» Short exercise
Set down every record once more, exactly as given.

---- Source data

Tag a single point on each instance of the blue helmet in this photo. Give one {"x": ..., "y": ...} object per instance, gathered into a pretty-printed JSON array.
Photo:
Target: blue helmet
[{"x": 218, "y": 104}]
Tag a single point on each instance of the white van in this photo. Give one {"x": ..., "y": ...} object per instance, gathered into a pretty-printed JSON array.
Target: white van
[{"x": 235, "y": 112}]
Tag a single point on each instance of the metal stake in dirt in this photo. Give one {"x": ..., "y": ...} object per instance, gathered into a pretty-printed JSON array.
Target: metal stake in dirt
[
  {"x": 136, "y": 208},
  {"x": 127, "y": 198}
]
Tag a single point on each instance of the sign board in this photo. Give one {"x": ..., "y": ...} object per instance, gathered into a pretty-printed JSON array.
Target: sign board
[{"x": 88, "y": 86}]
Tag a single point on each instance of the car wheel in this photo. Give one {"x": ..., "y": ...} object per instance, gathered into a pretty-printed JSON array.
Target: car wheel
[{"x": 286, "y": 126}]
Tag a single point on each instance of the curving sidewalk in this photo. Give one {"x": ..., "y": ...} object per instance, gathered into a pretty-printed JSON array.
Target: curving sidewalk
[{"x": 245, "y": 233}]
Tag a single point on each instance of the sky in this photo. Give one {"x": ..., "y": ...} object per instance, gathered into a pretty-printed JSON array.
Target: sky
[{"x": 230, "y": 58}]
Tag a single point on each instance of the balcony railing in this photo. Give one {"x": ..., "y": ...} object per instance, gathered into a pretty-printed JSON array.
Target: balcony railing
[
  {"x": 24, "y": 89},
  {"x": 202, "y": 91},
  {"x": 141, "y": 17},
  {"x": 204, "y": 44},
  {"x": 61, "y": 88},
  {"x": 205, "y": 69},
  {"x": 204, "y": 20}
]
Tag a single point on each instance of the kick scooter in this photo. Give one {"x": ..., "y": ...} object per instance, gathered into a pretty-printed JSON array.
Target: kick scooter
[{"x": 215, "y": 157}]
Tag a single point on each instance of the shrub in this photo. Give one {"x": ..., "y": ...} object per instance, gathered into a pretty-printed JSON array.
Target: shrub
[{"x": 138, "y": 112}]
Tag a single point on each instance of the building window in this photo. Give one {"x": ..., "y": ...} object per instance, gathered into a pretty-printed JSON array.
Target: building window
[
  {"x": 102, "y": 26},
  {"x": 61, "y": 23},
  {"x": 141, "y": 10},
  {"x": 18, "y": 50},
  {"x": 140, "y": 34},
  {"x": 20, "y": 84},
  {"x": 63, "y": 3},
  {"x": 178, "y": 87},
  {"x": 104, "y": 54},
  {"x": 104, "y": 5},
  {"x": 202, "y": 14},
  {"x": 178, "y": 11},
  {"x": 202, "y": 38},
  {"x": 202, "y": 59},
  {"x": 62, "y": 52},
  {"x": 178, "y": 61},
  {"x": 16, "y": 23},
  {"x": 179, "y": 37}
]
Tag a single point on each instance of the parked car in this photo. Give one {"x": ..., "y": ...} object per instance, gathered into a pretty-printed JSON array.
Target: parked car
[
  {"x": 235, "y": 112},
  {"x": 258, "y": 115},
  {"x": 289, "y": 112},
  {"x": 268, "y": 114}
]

--------

» Written answer
Tag a single point on each instance of the blue helmet in this photo. Give one {"x": ..., "y": ...} object per instance, gathered into a pretty-printed JSON array.
Photo:
Target: blue helmet
[{"x": 218, "y": 104}]
Tag a single point on each instance of the white van in this photo. Give one {"x": ..., "y": ...} object per instance, gathered into a pretty-printed JSON array.
Target: white van
[{"x": 235, "y": 112}]
Tag a single point on each instance of the metal stake in dirt in this photo. Give one {"x": ..., "y": ...} object per instance, gathered into a pretty-printed JSON array.
Target: metal stake in dirt
[
  {"x": 136, "y": 208},
  {"x": 127, "y": 198}
]
Tag a single point on each instance of the sign board in this photo. Give one {"x": ..., "y": ...} object per instance, gathered into a pretty-printed JSON array.
Target: sign board
[{"x": 88, "y": 86}]
Tag a single point on each instance of the car wheel in this photo. Give one {"x": ..., "y": ...} object per instance, gathered into a pretty-printed JSON array.
Target: car wheel
[{"x": 286, "y": 126}]
Tag a single point on each instance of the curving sidewalk in this photo. Give one {"x": ..., "y": ...} object per instance, gathered into a pretty-printed JSON array.
Target: curving sidewalk
[{"x": 245, "y": 233}]
Tag a single point on each instance of the sky in this photo. Give one {"x": ..., "y": ...} object per instance, gathered into a pretty-printed JSON array.
Target: sky
[{"x": 230, "y": 58}]
Tag a single point on each instance of the balcony railing in this photo. Give one {"x": ..., "y": ...} object per instance, gathered into a pretty-printed JSON array.
Target: balcony railing
[
  {"x": 24, "y": 89},
  {"x": 202, "y": 91},
  {"x": 141, "y": 17},
  {"x": 204, "y": 44},
  {"x": 61, "y": 88},
  {"x": 205, "y": 69},
  {"x": 204, "y": 20}
]
Tag a single point on each instance of the kick scooter in this photo. Give one {"x": ..., "y": ...} object per instance, gathered into a pretty-printed JSON array.
Target: kick scooter
[{"x": 215, "y": 157}]
Tag a single point on each instance of the shrub in this photo. Give one {"x": ..., "y": ...} object per instance, gathered into a pretty-printed JSON array.
Target: shrub
[{"x": 138, "y": 112}]
Tag a single point on each instance of the building window in this photo. Give one {"x": ..., "y": ...} object per instance, gathered into a pretty-printed JSON array.
Target: building window
[
  {"x": 102, "y": 26},
  {"x": 61, "y": 23},
  {"x": 141, "y": 10},
  {"x": 18, "y": 50},
  {"x": 140, "y": 34},
  {"x": 20, "y": 84},
  {"x": 63, "y": 3},
  {"x": 178, "y": 87},
  {"x": 104, "y": 54},
  {"x": 104, "y": 5},
  {"x": 202, "y": 14},
  {"x": 178, "y": 11},
  {"x": 202, "y": 38},
  {"x": 202, "y": 59},
  {"x": 62, "y": 52},
  {"x": 178, "y": 61},
  {"x": 16, "y": 23},
  {"x": 179, "y": 37}
]
Tag a single point on each instance of the parked car in this photo. Give one {"x": ..., "y": ...} object per instance, gathered into a pretty-printed JSON array.
Target: parked car
[
  {"x": 235, "y": 112},
  {"x": 258, "y": 115},
  {"x": 289, "y": 112},
  {"x": 268, "y": 114}
]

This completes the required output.